[Source text]

By Arek Sarkissian II
ARIZONA DAILY WILDCAT
Wednesday November 7, 2001

Details slim during investigation

Jianquing Yang

The murder of a chemistry student and his wife Saturday night left fellow students with questions and neighbors in fear, as police continue to investigate.

Police found the bodies of chemistry doctoral student Jianquing Yang, 32, and his wife, Yu Yun Chen, 33, slain on Saturday morning.

The Tucson Police Department responded to their apartment on the 2500 block of N. Country Club Road after their 6-year-old daughter called 911 and reportedly said she could not wake up her parents.

TPD homicide detectives are in the preliminary stages of the investigation.

Teachers at the University of Arizona chemistry department described Yang as quiet, which his advising professor said was rare in people with his determination.

"Many people like this who are as determined as he was tend to create attention," said Victor Hruby, Yang's doctoral adviser. "He had a very quiet determination."

Hruby said Yang was also devoted to his family. His wife and child regularly visited the department.

Li Sun, a neighbor of Yang and Chen was both saddened and scared.

"I'm very sad," Sun said. "I want to move away now."

Another neighbor, Greg Johnson, said the incident was unorthodox for the neighborhood.

"Nothing like this has ever happened here," he said. "It makes me feel kind of uneasy."

Johnson said he was frequently leaving and returning to the complex the night before the murders and saw nothing out of the ordinary.

Both Yang and Yen, as well as their daughter, were Chinese citizens.

Yang received a bachelor's degree from Beijing University and then came to the United States. He earned his master's degree at Kansas State University.

Their family moved to Tucson when Yang was accepted in to the chemistry doctoral program. This was his second year at UA.

Hruby said Yang was to be the first in his doctoral program to graduate. His final test was scheduled for Nov. 15.

Sliang Li, executive vice president of the Association for Chinese Students and Scholars, said he and other members of the association were frustrated with the lack of evidence TPD had provided.

TPD spokeswoman Sgt. Judy Altieri said information will be released as the case progresses, but it is in the best interests of the case to protect any additional information to assure its authenticity.

"When someone comes forward, there are things that only us, and the perpetrator or someone with credible information would know," she said.

Altieri said investigations of this magnitude have many people coming forward with information.

"You have to have some way to triage all of it," she said.

Altieri said the Chinese consulate has contacted the victims' family who live in China. She said the consulate is working to fly the family out to Tucson.

[Input data]
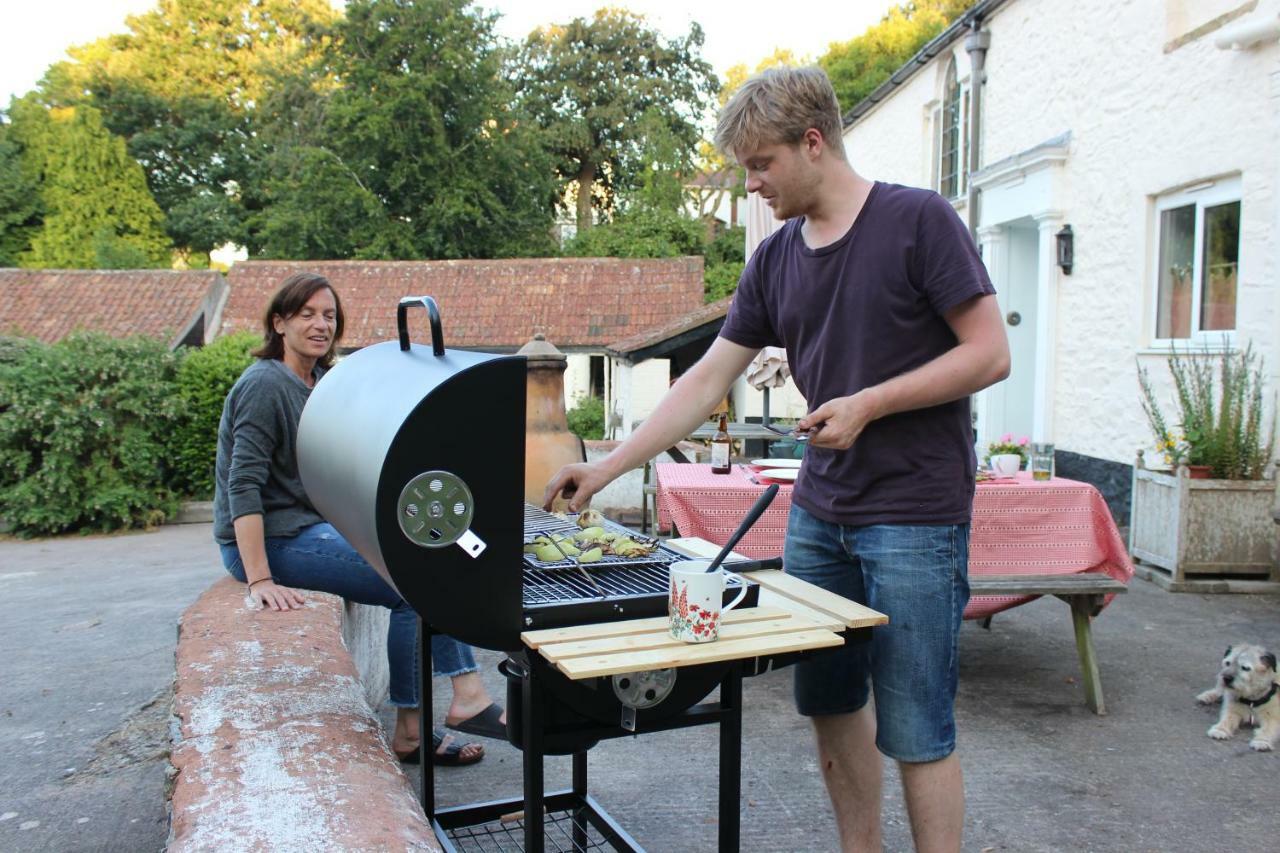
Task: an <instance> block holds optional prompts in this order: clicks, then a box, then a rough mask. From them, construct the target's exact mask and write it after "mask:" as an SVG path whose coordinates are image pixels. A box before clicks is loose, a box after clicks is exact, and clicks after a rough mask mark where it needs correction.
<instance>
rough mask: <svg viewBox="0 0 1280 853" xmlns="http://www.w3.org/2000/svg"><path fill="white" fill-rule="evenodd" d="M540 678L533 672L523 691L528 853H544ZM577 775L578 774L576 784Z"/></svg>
mask: <svg viewBox="0 0 1280 853" xmlns="http://www.w3.org/2000/svg"><path fill="white" fill-rule="evenodd" d="M540 688H541V685H540V684H539V679H538V676H536V675H535V674H534V671H532V670H530V672H529V676H527V678H526V679H525V683H524V685H522V688H521V693H522V698H524V702H525V707H524V708H522V710H524V719H522V725H524V733H522V734H524V742H525V761H524V765H525V853H543V848H544V844H545V836H544V831H545V830H544V829H543V799H544V797H543V713H544V711H543V692H541V689H540ZM573 768H575V771H576V770H577V765H576V762H575V766H573ZM576 776H577V774H576V772H575V781H576Z"/></svg>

[Work request 1] Please edit the news article's stretch from "Their family moved" through "assure its authenticity.", putting "Victor Hruby" in place of "Hruby".
[Work request 2] According to the news article, why is the police department holding back additional information about the case? Answer in one to three sentences.
[Work request 3] In the news article, what date was set for Yang's final test?
The lines play no part in this work.

[Your solution 1]
Their family moved to Tucson when Yang was accepted in to the chemistry doctoral program. This was his second year at UA.

Victor Hruby said Yang was to be the first in his doctoral program to graduate. His final test was scheduled for Nov. 15.

Sliang Li, executive vice president of the Association for Chinese Students and Scholars, said he and other members of the association were frustrated with the lack of evidence TPD had provided.

TPD spokeswoman Sgt. Judy Altieri said information will be released as the case progresses, but it is in the best interests of the case to protect any additional information to assure its authenticity.

[Your solution 2] Sgt. Judy Altieri said protecting additional information is in the case's best interests because it helps assure the authenticity of what people report. When someone comes forward, some details are known only to police and to the perpetrator or someone with credible information.

[Your solution 3] Nov. 15